- Short problem
Render the listing below as a JSON array of strings, one string per line and no strings for blank lines, covering every line of the listing. Omit the pictures from your output.

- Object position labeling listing
-=-=-
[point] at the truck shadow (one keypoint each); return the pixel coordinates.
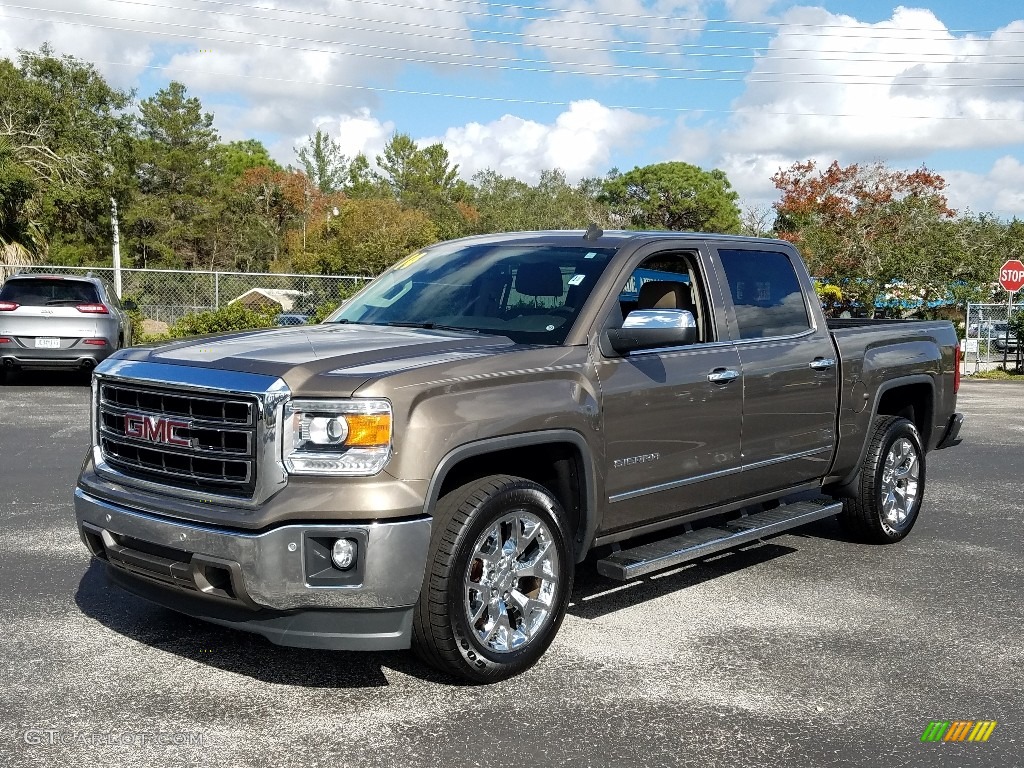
(256, 657)
(239, 652)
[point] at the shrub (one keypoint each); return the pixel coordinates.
(229, 317)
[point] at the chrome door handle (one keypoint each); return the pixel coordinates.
(722, 376)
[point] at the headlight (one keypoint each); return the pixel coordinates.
(337, 437)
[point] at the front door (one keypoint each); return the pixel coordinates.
(672, 417)
(790, 369)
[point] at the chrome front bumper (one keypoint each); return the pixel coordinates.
(231, 574)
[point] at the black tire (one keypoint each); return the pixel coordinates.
(884, 511)
(456, 582)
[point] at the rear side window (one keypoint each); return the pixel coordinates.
(48, 292)
(765, 293)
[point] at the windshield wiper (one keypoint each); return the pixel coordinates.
(427, 326)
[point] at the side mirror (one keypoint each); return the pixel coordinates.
(650, 329)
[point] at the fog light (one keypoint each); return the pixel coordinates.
(343, 554)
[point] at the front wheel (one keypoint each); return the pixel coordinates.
(892, 483)
(498, 580)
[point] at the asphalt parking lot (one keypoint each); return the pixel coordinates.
(807, 650)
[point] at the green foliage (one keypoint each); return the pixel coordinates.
(66, 147)
(506, 204)
(1017, 324)
(175, 215)
(326, 167)
(674, 196)
(236, 158)
(230, 317)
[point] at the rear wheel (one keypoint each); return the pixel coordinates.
(498, 580)
(891, 485)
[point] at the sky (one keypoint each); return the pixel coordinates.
(519, 87)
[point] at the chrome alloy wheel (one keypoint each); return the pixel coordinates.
(511, 581)
(899, 482)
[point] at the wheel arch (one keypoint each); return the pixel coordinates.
(909, 396)
(560, 460)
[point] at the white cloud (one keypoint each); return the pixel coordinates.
(273, 61)
(580, 142)
(999, 190)
(590, 36)
(899, 88)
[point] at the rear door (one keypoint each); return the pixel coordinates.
(672, 434)
(788, 364)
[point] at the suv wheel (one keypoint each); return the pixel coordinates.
(892, 483)
(499, 577)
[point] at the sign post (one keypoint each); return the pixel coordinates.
(1012, 280)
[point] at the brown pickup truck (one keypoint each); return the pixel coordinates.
(429, 466)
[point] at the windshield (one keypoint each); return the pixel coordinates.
(48, 291)
(529, 293)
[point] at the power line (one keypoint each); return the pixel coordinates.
(486, 62)
(541, 102)
(647, 45)
(544, 9)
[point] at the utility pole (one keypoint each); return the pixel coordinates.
(117, 247)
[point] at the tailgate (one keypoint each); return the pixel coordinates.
(30, 324)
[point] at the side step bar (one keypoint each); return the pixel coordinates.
(693, 545)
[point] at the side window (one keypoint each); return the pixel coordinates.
(668, 281)
(765, 293)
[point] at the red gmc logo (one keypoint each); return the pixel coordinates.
(157, 429)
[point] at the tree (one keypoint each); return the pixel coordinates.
(868, 227)
(506, 204)
(177, 170)
(236, 158)
(673, 196)
(368, 237)
(66, 147)
(324, 163)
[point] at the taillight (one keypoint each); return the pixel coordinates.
(956, 360)
(92, 308)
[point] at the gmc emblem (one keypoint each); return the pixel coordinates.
(157, 429)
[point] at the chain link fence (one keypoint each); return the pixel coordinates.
(989, 339)
(164, 296)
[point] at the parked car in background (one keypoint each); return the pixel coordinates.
(291, 318)
(52, 321)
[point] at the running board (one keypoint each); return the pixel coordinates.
(693, 545)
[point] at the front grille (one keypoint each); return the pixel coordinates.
(199, 441)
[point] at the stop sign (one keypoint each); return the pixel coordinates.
(1012, 275)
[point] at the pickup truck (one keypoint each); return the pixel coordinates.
(429, 466)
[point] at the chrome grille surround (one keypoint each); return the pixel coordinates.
(229, 420)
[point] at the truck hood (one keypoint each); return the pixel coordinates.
(350, 354)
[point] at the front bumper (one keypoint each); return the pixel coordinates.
(273, 583)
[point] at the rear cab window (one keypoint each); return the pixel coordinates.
(767, 299)
(48, 292)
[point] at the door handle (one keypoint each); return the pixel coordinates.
(722, 376)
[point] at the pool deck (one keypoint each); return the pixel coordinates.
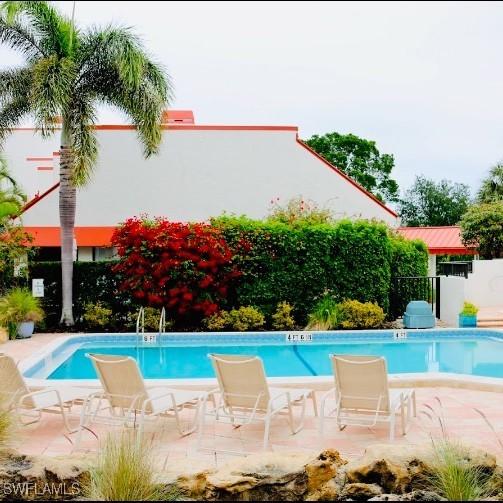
(457, 406)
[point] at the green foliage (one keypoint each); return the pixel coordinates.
(298, 211)
(243, 319)
(361, 160)
(124, 472)
(354, 314)
(428, 203)
(325, 314)
(69, 72)
(482, 229)
(492, 187)
(348, 259)
(469, 309)
(94, 282)
(283, 318)
(97, 315)
(455, 476)
(17, 306)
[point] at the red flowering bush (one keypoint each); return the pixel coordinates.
(186, 268)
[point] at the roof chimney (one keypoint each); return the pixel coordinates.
(177, 117)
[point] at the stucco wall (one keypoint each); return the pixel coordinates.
(198, 174)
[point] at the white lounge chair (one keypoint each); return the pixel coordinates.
(363, 396)
(29, 403)
(245, 396)
(129, 402)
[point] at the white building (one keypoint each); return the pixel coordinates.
(200, 171)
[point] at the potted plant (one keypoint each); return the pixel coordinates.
(19, 311)
(468, 316)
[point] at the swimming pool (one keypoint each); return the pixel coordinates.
(477, 352)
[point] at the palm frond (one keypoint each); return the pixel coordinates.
(11, 114)
(55, 32)
(81, 118)
(14, 82)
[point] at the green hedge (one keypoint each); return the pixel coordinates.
(349, 259)
(92, 282)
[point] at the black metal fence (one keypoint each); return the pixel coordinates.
(456, 268)
(407, 288)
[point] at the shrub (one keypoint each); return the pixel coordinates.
(242, 319)
(324, 315)
(218, 321)
(97, 315)
(298, 264)
(469, 309)
(355, 314)
(186, 268)
(298, 210)
(282, 319)
(124, 472)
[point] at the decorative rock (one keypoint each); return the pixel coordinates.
(412, 496)
(399, 469)
(360, 492)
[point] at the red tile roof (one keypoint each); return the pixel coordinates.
(439, 240)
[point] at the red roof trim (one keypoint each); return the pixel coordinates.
(189, 127)
(36, 199)
(346, 177)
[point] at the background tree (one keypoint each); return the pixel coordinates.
(361, 160)
(433, 203)
(492, 186)
(68, 73)
(482, 228)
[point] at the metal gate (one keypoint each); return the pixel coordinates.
(407, 288)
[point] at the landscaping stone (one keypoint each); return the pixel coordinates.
(360, 492)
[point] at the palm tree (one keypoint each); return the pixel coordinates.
(492, 187)
(11, 196)
(68, 73)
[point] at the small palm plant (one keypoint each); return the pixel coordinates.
(19, 306)
(68, 72)
(324, 315)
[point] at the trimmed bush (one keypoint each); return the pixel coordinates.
(97, 315)
(354, 314)
(283, 319)
(324, 315)
(347, 259)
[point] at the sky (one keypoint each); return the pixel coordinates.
(424, 80)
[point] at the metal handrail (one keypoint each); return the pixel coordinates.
(162, 322)
(140, 323)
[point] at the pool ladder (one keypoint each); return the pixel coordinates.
(140, 325)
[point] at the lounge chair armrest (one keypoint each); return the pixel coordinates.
(327, 394)
(34, 394)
-=-=-
- Exercise answer
[
  "[point] at the truck shadow (one keypoint each); return the pixel coordinates.",
  "(256, 657)",
  "(239, 652)",
  "[point] at the shrub (one keypoint each); return the pixel coordinates.",
  "(229, 317)",
  "[point] at the chrome door handle (one keypoint each); return the pixel coordinates.",
  "(722, 376)",
  "[point] at the headlight (one keypoint each); return the pixel coordinates.",
  "(337, 437)",
  "[point] at the front door (one keypoint each); return the pixel coordinates.",
  "(672, 417)",
  "(790, 369)",
  "[point] at the chrome front bumper (one keypoint each); return the pixel coordinates.",
  "(231, 574)",
  "[point] at the black tire (one keypoint each); return the pixel coordinates.",
  "(884, 511)",
  "(456, 582)",
  "[point] at the rear side window (one keypoint each); return the pixel coordinates.",
  "(48, 292)",
  "(765, 293)",
  "[point] at the windshield wiper (one keypoint each); return the pixel coordinates.",
  "(427, 326)",
  "[point] at the side mirror (one keypoint each); return the pixel coordinates.",
  "(650, 329)",
  "[point] at the fog light (one keypoint each); return the pixel coordinates.",
  "(343, 554)",
  "[point] at the front wheel (one keypoint each); return the pixel coordinates.",
  "(892, 483)",
  "(498, 580)",
  "[point] at the asphalt parking lot (one keypoint each); return the pixel coordinates.",
  "(807, 650)",
  "[point] at the green foliage (one keypoint each); return the pixel coordinates.",
  "(66, 147)",
  "(506, 204)",
  "(1017, 324)",
  "(175, 215)",
  "(326, 167)",
  "(674, 196)",
  "(236, 158)",
  "(230, 317)",
  "[point] at the rear wheel (one keypoint each); return the pixel coordinates.",
  "(498, 580)",
  "(891, 485)",
  "[point] at the sky (one keypoint each); return the pixel coordinates.",
  "(519, 87)",
  "[point] at the chrome alloy wheel (one keypoint each); return the pixel coordinates.",
  "(511, 581)",
  "(899, 482)",
  "[point] at the wheel arch (one keypoint each); return the pixel coordinates.",
  "(909, 396)",
  "(560, 460)",
  "[point] at the white cloud (one keypoint each); return the pixel coordinates.",
  "(273, 61)",
  "(580, 142)",
  "(999, 190)",
  "(590, 36)",
  "(899, 88)",
  "[point] at the rear door (one keypoint each); return the pixel coordinates.",
  "(672, 434)",
  "(788, 364)",
  "[point] at the suv wheel (one keypoint each); return the pixel coordinates.",
  "(892, 483)",
  "(499, 577)",
  "[point] at the sign post (one keypoint each); return the pixel coordinates.",
  "(1012, 280)",
  "[point] at the brown pickup truck (one keypoint each); return the pixel coordinates.",
  "(429, 466)",
  "[point] at the windshield (one keypoint each); return the pixel coordinates.",
  "(48, 291)",
  "(529, 293)",
  "[point] at the power line (one keypoint each); return the pixel coordinates.",
  "(486, 62)",
  "(541, 102)",
  "(647, 45)",
  "(544, 9)",
  "[point] at the utility pole (one keypoint each); return the pixel coordinates.",
  "(117, 247)",
  "[point] at the tailgate (one keypoint each); return the pixel coordinates.",
  "(30, 324)",
  "[point] at the side step bar (one keypoint each); return the pixel coordinates.",
  "(693, 545)",
  "[point] at the side window (one keypoint each); return the pixel coordinates.",
  "(668, 281)",
  "(765, 293)",
  "[point] at the red gmc logo (one keypoint each); return the pixel coordinates.",
  "(157, 429)",
  "[point] at the tree (one keypoint each); return the pixel coordinates.",
  "(868, 227)",
  "(506, 204)",
  "(177, 170)",
  "(236, 158)",
  "(673, 196)",
  "(368, 237)",
  "(66, 147)",
  "(324, 163)",
  "[point] at the taillight (one keypoint each); return the pixel coordinates.",
  "(956, 360)",
  "(92, 308)",
  "[point] at the gmc emblem (one keypoint each); return the pixel coordinates.",
  "(157, 429)",
  "[point] at the chain link fence (one keypoint each); return the pixel coordinates.",
  "(989, 339)",
  "(164, 296)",
  "[point] at the parked car in background (one keypoint each); return the pixel coordinates.",
  "(291, 318)",
  "(52, 321)",
  "[point] at the running board (one keypoint each); return the pixel coordinates.",
  "(693, 545)",
  "[point] at the front grille (one keypoint each); return the pixel coordinates.",
  "(199, 441)",
  "[point] at the stop sign (one keypoint each); return the pixel coordinates.",
  "(1012, 275)",
  "[point] at the pickup truck (one keypoint each); return the pixel coordinates.",
  "(429, 466)",
  "[point] at the chrome grille surround (one keypoint each); return the pixel coordinates.",
  "(229, 420)",
  "[point] at the truck hood (one keypoint each); return the pixel coordinates.",
  "(350, 354)",
  "[point] at the front bumper (one keypoint each); return the pixel coordinates.",
  "(273, 583)",
  "[point] at the rear cab window (one keypoint each); return the pixel coordinates.",
  "(767, 299)",
  "(48, 292)",
  "[point] at the door handle (one keypoint each); return the pixel coordinates.",
  "(722, 376)",
  "[point] at the pool deck (one keypoint each); return the pixel coordinates.",
  "(457, 406)",
  "[point] at the green foliage (one keypoint each); return the pixel coordinates.",
  "(298, 211)",
  "(243, 319)",
  "(361, 160)",
  "(124, 472)",
  "(354, 314)",
  "(428, 203)",
  "(325, 314)",
  "(69, 72)",
  "(482, 229)",
  "(492, 187)",
  "(348, 259)",
  "(469, 309)",
  "(94, 282)",
  "(283, 318)",
  "(97, 315)",
  "(455, 476)",
  "(17, 306)",
  "[point] at the red flowering bush (one keypoint each); return the pixel coordinates.",
  "(186, 268)",
  "[point] at the roof chimney (one keypoint each); return the pixel coordinates.",
  "(177, 117)",
  "[point] at the stucco wall (one keypoint each); return the pixel coordinates.",
  "(198, 174)",
  "[point] at the white lounge chair (one keypoint each); return the pixel coordinates.",
  "(363, 396)",
  "(29, 403)",
  "(245, 396)",
  "(129, 402)",
  "[point] at the white building (one keypoint each); return the pixel coordinates.",
  "(200, 171)",
  "[point] at the potted plant (one keypoint each); return the pixel coordinates.",
  "(19, 311)",
  "(468, 316)",
  "[point] at the swimming pool (one keypoint each); return the pixel coordinates.",
  "(477, 352)",
  "[point] at the palm frond (one keypoint each); return the pixel coordinates.",
  "(11, 114)",
  "(55, 32)",
  "(81, 118)",
  "(14, 82)",
  "[point] at the green hedge (one keypoint each); return the pixel coordinates.",
  "(349, 259)",
  "(92, 282)",
  "[point] at the black metal fence (one keypoint each); return the pixel coordinates.",
  "(456, 268)",
  "(407, 288)",
  "[point] at the shrub (one keypoint each); return the pixel coordinates.",
  "(242, 319)",
  "(324, 315)",
  "(218, 321)",
  "(97, 315)",
  "(298, 264)",
  "(469, 309)",
  "(355, 314)",
  "(186, 268)",
  "(298, 210)",
  "(282, 319)",
  "(124, 472)",
  "[point] at the decorative rock (one keypoint each); return the pixel coordinates.",
  "(412, 496)",
  "(399, 469)",
  "(360, 492)",
  "[point] at the red tile roof (one keypoint each); return the pixel coordinates.",
  "(439, 240)",
  "[point] at the red roof trim (one keypoint each); return the pixel coordinates.",
  "(189, 127)",
  "(36, 199)",
  "(346, 177)",
  "[point] at the background tree (one keypoint each); return the pixel coordinates.",
  "(361, 160)",
  "(433, 203)",
  "(492, 186)",
  "(68, 73)",
  "(482, 228)",
  "[point] at the metal gate (one keypoint each); return the pixel coordinates.",
  "(407, 288)",
  "[point] at the landscaping stone (one keypoint each); return the pixel coordinates.",
  "(360, 492)",
  "[point] at the palm tree (one keypoint each); return the pixel coordinates.",
  "(492, 187)",
  "(11, 196)",
  "(68, 73)",
  "[point] at the small palm plant (one keypoint each); return the pixel coordinates.",
  "(19, 306)",
  "(68, 72)",
  "(324, 315)",
  "[point] at the trimmed bush (one keypoint each); return the pixel coordinates.",
  "(97, 315)",
  "(354, 314)",
  "(283, 319)",
  "(324, 315)",
  "(347, 259)",
  "[point] at the sky (one keypoint each); return the pixel coordinates.",
  "(424, 80)",
  "[point] at the metal handrail (one keypoint each); return the pixel coordinates.",
  "(162, 322)",
  "(140, 323)",
  "[point] at the pool ladder (one keypoint each); return the pixel coordinates.",
  "(140, 325)",
  "[point] at the lounge chair armrest (one keypoint each); return the pixel coordinates.",
  "(327, 394)",
  "(34, 394)"
]